Below are the entries; count how many lines contain the word "building" and reply with that number alone.
── GIVEN INFORMATION
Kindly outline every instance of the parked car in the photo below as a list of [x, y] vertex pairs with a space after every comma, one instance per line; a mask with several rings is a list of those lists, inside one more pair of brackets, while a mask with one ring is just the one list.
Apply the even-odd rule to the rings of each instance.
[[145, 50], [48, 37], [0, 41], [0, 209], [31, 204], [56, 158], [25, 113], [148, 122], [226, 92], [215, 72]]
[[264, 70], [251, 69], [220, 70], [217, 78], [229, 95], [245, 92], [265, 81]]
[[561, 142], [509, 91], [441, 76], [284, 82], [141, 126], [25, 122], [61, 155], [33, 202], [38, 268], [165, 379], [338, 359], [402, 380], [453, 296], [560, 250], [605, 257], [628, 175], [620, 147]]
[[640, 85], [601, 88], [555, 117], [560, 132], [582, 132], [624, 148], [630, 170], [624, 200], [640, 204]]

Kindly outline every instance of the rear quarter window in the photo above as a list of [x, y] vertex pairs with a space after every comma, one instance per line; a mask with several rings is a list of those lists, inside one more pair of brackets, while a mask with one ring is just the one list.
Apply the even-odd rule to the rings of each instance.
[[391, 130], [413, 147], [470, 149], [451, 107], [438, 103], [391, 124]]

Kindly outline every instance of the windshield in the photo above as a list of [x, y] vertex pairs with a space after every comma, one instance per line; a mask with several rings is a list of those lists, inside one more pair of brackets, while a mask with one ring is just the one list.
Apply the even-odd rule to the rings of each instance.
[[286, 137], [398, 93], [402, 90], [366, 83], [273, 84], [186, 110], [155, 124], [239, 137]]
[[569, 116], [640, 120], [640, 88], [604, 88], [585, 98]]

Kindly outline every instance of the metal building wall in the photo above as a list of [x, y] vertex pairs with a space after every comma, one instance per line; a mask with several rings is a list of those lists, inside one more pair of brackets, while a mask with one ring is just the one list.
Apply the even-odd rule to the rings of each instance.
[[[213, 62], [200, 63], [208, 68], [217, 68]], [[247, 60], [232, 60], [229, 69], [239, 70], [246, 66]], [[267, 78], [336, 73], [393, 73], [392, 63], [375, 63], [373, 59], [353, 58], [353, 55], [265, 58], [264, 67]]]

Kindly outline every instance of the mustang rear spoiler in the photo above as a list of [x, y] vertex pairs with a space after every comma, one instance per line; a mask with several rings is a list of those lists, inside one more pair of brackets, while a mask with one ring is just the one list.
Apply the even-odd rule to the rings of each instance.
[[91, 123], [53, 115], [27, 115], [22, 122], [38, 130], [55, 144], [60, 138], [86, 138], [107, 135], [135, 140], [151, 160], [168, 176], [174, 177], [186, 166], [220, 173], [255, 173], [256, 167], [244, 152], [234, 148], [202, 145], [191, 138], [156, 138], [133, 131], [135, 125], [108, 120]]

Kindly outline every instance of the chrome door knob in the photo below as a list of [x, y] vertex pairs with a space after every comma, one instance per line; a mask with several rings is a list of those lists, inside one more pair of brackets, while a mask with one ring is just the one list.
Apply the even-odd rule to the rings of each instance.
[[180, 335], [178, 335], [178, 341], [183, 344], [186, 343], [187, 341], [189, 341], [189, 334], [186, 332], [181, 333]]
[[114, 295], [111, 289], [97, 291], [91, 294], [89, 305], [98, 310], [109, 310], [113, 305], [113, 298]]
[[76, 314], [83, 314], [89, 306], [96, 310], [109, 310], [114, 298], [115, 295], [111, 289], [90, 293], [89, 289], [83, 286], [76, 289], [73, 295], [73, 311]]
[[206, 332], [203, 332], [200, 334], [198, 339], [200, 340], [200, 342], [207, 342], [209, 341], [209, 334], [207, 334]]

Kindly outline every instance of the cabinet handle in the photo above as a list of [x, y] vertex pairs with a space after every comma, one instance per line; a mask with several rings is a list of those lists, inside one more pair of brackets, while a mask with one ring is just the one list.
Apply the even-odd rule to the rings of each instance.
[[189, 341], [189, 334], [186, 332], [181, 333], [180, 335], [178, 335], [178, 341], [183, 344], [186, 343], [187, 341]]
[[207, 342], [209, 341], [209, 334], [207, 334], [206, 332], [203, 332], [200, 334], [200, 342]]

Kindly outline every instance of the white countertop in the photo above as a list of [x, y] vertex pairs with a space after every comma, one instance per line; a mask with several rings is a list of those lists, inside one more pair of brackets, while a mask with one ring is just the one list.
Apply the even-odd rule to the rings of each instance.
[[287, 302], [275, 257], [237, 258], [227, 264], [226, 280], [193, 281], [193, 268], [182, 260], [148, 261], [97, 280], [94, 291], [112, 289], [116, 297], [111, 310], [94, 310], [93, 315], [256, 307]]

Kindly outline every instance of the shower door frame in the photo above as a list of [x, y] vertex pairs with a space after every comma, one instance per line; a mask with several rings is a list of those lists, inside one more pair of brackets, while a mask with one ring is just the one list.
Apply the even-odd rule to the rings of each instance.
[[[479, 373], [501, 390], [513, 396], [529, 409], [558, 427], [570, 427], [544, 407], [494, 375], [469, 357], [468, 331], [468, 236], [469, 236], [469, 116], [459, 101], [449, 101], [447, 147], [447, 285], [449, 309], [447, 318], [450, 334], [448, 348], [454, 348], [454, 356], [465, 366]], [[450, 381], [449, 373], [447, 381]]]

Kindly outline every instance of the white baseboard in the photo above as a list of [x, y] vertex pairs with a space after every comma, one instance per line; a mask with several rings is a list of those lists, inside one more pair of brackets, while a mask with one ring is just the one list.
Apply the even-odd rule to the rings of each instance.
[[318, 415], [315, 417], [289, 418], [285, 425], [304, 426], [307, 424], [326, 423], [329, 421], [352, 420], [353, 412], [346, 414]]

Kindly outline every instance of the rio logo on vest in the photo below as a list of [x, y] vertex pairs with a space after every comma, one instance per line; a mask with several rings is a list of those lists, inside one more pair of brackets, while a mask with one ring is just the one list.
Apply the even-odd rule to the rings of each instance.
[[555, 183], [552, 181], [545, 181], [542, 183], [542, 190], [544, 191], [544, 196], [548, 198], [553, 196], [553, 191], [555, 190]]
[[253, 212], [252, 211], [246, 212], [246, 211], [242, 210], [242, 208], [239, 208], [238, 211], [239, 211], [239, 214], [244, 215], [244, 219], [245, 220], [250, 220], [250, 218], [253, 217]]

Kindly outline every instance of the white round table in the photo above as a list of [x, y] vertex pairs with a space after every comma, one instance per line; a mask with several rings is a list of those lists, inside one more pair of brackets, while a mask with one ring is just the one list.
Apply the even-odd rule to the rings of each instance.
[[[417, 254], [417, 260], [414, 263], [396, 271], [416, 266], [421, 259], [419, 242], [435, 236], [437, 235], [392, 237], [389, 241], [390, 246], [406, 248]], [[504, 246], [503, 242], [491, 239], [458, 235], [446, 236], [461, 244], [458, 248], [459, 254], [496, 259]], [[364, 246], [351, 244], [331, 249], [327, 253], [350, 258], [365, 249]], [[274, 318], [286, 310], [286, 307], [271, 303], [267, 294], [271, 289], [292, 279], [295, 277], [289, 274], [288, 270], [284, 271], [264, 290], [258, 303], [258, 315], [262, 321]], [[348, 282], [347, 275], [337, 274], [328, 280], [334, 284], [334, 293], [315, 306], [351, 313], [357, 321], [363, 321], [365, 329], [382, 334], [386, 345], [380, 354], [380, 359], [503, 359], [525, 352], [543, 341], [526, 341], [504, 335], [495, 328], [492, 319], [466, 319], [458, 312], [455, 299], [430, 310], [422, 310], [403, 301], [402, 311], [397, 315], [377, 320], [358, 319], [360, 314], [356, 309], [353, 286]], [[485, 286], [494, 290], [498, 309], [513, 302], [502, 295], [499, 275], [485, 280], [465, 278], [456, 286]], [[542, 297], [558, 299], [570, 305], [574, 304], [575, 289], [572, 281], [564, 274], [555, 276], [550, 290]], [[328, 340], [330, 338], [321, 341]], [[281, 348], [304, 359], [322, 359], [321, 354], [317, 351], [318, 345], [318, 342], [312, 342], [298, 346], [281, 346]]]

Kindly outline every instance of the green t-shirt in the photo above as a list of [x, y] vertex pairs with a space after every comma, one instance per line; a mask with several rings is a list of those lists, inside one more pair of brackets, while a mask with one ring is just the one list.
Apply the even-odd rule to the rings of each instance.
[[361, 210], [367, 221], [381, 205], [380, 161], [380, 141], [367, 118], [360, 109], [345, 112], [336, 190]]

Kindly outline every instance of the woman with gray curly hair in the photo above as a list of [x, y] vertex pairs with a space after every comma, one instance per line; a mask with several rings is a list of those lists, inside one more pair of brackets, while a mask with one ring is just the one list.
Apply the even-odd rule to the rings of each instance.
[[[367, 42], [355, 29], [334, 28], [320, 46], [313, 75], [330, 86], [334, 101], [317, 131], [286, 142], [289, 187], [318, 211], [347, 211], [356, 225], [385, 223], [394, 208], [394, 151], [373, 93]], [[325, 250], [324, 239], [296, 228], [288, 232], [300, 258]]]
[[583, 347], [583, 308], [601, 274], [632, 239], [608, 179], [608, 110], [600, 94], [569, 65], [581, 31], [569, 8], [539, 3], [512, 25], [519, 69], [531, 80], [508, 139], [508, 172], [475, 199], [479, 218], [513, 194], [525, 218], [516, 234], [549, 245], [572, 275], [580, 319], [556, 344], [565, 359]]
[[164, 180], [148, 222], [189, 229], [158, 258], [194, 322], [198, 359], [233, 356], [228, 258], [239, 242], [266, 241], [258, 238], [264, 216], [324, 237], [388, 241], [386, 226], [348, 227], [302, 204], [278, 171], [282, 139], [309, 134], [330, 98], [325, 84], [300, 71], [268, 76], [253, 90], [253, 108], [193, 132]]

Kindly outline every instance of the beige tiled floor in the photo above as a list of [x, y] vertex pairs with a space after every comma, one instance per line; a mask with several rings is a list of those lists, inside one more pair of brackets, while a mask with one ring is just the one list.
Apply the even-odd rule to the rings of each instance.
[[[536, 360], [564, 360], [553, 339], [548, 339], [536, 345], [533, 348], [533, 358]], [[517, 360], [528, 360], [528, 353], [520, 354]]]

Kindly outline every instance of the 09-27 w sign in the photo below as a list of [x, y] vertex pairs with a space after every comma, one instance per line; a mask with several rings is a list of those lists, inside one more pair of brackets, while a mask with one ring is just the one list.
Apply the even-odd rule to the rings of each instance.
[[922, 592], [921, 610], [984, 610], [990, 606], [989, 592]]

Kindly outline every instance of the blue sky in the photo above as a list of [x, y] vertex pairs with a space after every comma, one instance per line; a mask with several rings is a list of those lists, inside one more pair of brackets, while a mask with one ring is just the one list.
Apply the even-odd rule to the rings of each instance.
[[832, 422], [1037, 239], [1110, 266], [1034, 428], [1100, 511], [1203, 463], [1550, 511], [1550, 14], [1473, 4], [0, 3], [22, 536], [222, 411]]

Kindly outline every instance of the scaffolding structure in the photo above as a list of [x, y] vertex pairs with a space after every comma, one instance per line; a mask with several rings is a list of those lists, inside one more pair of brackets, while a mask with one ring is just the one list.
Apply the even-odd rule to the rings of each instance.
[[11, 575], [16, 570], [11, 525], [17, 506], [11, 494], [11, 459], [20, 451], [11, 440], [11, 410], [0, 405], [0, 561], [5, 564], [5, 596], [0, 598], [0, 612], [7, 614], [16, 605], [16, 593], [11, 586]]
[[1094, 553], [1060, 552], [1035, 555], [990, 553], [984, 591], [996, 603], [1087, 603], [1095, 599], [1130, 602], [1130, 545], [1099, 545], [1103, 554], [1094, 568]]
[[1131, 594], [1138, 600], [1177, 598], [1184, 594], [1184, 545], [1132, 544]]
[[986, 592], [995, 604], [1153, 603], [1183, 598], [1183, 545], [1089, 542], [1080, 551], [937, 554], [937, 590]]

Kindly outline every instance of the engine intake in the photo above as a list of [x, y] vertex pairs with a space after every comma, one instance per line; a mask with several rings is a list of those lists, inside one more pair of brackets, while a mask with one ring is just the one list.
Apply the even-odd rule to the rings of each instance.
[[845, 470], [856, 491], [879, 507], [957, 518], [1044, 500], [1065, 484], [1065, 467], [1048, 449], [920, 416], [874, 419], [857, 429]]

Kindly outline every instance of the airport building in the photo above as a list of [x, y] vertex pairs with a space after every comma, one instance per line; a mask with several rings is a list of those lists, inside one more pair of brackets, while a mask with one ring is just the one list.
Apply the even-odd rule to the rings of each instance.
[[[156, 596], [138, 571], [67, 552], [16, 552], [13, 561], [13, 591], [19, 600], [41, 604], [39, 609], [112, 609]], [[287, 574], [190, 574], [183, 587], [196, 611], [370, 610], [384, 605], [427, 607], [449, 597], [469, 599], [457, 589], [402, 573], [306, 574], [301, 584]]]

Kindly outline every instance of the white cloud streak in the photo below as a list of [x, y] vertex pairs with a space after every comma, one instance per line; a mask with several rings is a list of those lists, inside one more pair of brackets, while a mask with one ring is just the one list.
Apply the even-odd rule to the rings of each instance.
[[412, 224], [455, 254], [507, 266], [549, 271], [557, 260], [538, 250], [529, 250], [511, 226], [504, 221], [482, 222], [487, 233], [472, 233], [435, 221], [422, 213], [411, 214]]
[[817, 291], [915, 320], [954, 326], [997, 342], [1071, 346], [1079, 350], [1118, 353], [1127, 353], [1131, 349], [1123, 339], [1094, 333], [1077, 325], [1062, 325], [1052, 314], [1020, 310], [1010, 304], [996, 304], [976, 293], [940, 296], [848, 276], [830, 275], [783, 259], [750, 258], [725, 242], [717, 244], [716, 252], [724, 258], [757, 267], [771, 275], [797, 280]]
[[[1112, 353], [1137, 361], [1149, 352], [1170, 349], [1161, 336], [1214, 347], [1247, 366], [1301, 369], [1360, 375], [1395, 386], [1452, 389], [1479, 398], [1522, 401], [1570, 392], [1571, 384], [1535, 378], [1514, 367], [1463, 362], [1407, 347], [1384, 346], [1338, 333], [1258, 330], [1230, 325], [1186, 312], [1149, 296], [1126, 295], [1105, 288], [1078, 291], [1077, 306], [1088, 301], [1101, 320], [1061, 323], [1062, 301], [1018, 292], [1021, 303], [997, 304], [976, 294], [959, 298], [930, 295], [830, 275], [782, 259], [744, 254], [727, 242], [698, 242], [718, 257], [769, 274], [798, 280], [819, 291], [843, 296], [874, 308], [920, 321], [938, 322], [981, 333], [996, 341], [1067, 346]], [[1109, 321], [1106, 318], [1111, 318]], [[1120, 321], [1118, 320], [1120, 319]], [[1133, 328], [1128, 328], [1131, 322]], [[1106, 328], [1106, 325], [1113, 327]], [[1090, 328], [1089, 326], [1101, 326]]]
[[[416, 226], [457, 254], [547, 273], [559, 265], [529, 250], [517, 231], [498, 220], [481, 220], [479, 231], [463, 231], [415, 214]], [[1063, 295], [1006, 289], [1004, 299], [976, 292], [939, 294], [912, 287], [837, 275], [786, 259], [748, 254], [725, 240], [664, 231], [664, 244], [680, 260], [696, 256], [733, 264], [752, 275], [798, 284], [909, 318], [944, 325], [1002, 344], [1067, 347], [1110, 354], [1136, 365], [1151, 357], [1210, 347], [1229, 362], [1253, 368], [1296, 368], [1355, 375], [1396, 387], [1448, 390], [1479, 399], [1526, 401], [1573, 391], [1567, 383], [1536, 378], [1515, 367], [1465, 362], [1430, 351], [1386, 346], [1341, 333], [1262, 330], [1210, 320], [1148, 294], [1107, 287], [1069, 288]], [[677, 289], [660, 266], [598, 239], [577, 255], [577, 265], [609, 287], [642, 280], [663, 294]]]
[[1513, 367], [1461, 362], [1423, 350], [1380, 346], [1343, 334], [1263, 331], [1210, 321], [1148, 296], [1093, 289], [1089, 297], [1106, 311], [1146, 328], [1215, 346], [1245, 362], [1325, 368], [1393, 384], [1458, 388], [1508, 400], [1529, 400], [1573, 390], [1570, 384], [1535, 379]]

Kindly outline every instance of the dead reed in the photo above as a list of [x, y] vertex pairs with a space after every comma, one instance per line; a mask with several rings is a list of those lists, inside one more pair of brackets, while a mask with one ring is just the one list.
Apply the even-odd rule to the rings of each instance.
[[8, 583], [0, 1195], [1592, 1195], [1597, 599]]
────
▸ **PROBLEM SOLUTION**:
2